> [Exercise description]: Edit the listing so that every "point out" becomes "locate", and leave everything else as it is.

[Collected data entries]

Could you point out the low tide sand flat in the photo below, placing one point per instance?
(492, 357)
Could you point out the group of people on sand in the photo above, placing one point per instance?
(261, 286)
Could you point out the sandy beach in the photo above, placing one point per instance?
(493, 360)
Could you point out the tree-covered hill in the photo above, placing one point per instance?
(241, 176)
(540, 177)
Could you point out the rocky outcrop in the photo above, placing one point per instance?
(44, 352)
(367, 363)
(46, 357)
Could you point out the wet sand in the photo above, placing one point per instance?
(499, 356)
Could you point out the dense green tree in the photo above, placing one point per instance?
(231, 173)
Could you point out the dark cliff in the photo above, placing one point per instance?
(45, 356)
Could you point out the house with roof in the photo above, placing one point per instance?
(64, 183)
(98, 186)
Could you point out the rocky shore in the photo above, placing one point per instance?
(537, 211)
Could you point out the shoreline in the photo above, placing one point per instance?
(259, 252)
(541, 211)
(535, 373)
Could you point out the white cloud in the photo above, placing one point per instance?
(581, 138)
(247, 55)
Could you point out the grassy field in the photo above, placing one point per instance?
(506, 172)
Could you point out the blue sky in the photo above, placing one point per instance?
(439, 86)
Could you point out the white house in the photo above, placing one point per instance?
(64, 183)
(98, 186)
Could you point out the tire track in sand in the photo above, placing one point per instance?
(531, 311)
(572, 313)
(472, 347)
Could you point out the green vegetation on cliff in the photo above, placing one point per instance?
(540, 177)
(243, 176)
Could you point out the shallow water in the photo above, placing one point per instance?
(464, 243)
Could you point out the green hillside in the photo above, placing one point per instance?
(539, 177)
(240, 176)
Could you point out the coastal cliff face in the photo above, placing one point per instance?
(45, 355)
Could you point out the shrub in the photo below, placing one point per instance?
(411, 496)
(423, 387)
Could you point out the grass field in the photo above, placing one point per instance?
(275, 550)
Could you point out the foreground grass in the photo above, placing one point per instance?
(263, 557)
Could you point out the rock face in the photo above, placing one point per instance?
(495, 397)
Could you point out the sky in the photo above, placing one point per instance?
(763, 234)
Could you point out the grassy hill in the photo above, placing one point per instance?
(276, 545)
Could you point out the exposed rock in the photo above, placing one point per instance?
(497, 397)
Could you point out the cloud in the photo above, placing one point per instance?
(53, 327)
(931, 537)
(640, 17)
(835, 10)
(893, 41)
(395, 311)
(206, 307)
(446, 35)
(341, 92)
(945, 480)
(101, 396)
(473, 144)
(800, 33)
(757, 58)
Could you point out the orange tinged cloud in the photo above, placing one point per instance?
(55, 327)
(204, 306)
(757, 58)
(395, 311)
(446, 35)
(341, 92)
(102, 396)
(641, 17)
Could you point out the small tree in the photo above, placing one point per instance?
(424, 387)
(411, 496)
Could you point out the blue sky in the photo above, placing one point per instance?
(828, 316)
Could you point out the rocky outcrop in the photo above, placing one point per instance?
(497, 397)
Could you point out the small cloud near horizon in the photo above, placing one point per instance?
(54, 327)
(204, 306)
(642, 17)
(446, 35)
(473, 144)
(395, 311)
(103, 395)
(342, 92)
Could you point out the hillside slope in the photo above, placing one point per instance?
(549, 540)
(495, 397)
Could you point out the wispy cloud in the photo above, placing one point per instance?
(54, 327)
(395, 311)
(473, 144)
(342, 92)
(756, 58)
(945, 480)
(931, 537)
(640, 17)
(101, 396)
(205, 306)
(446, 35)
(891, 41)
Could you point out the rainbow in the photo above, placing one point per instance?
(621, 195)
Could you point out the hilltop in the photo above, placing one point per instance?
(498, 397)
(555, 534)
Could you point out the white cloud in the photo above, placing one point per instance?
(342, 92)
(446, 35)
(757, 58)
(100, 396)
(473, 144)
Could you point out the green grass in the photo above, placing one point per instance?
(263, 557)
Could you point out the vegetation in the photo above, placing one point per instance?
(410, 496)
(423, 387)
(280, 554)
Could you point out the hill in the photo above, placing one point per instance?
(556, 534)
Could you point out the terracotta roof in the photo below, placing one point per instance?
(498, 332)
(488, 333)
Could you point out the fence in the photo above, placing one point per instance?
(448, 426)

> [Correct output]:
Could you locate the low tide sand flat in the photo below, placing one point per instance?
(492, 357)
Could you locate the group of people on sand in the photo above, placing one point per instance?
(261, 286)
Could you locate the sandy beach in the photo above, placing one point per instance?
(493, 360)
Could you locate the tree-covered hill in the photo above, placing one point per instance?
(241, 176)
(540, 177)
Could you locate the rocky outcrop in the photo above, placing one point per instance?
(44, 352)
(367, 363)
(46, 357)
Could you locate the wet sand in the photo above, placing one point per instance?
(499, 356)
Could you locate the dense green tree in the photo above, placing one point per instance?
(231, 173)
Could you locate the dark cliff in the photo above, placing one point per instance?
(45, 356)
Could you locate the house with roof in the photo above, placing one point per instance?
(64, 183)
(98, 186)
Could you locate the rocky shore in the photo above, placing one point per instance?
(537, 211)
Could you locate the shoreline in the photo above, placing one point per instance?
(259, 252)
(541, 211)
(535, 373)
Could you locate the white cloud in the photo above, placing one point per instance?
(581, 138)
(247, 55)
Could you locate the grassy field in the photo above, placing one point per instance?
(506, 172)
Could you locate the blue sky in the photo above, placing one point per instance?
(439, 86)
Could you locate the white house in the photo above, placing one point per instance?
(64, 183)
(98, 186)
Could you locate the tire track in sand in the photo above, placing one point per instance?
(531, 311)
(572, 313)
(472, 347)
Could you locate the green vegetation on cliff in the photo above, placing one point per instance?
(540, 177)
(243, 176)
Could you locate the shallow water in the photo above, placing one point per instance?
(464, 243)
Could you locate the green hillside in the photo above, placing one point per instance?
(539, 177)
(240, 176)
Could you locate the coastal cliff face in the photo above, placing one point per instance?
(45, 355)
Could you locate the shrub in the photo below, placing one point per instance?
(411, 496)
(423, 387)
Could you locate the grass field in the photo above, placing one point per instance?
(275, 550)
Could you locate the foreground grass in the photo above, placing one point per instance?
(263, 557)
Could you locate the rock face in the photo above, placing one point per instance?
(495, 397)
Could you locate the sky in the photo above, placing one point per instance?
(763, 234)
Could you locate the grassy hill in the photo above, placing one point per instance?
(276, 545)
Could you locate the exposed rock in the photo above, placing one point per instance?
(497, 397)
Could you locate the cloud in the photo above, placing one point per instance?
(53, 327)
(931, 537)
(640, 17)
(835, 10)
(893, 41)
(395, 311)
(206, 307)
(446, 35)
(341, 92)
(945, 480)
(101, 396)
(473, 144)
(800, 33)
(757, 58)
Could you locate the orange tinged cloud in the photo above, placing one point per instance?
(55, 327)
(204, 306)
(757, 58)
(395, 311)
(446, 35)
(341, 92)
(102, 396)
(641, 17)
Could you locate the small tree in the photo above, placing one point per instance?
(424, 387)
(411, 496)
Could you locate the blue sky in the photo above, placing one point per instance?
(828, 316)
Could you locate the rocky outcrop in the photo above, placing one point per instance?
(497, 397)
Could you locate the small cloud near horizon in the photo above, placing one point per instance?
(54, 327)
(204, 306)
(642, 17)
(446, 35)
(473, 144)
(395, 311)
(103, 395)
(342, 92)
Could you locate the hillside slope in the photo above, placing one point per instance?
(549, 540)
(495, 397)
Could you locate the wispy cloud in the photo above, placing one point per instance?
(54, 327)
(395, 311)
(473, 144)
(342, 92)
(756, 58)
(945, 480)
(931, 537)
(640, 17)
(101, 396)
(205, 306)
(446, 35)
(891, 41)
Could you locate the rainbow in the photo above, placing one point per instance?
(621, 195)
Could you locate the hilltop in the photo above, placing one point per instance?
(498, 397)
(555, 534)
Could you locate the white cloud in the photo above, placing one point per instance?
(342, 92)
(446, 35)
(757, 58)
(100, 396)
(473, 144)
Could you locate the green grass in the photo above, placing one point per instance?
(263, 557)
Could you locate the vegetation in the photo above, placing one point per instance?
(410, 496)
(423, 387)
(280, 554)
Could you locate the hill in the photo above, placing one point per instance?
(556, 534)
Could you locate the terracotta roof in the photo below, placing one point per instance?
(498, 332)
(488, 333)
Could you locate the fence in the photo above, placing one point per instance?
(448, 426)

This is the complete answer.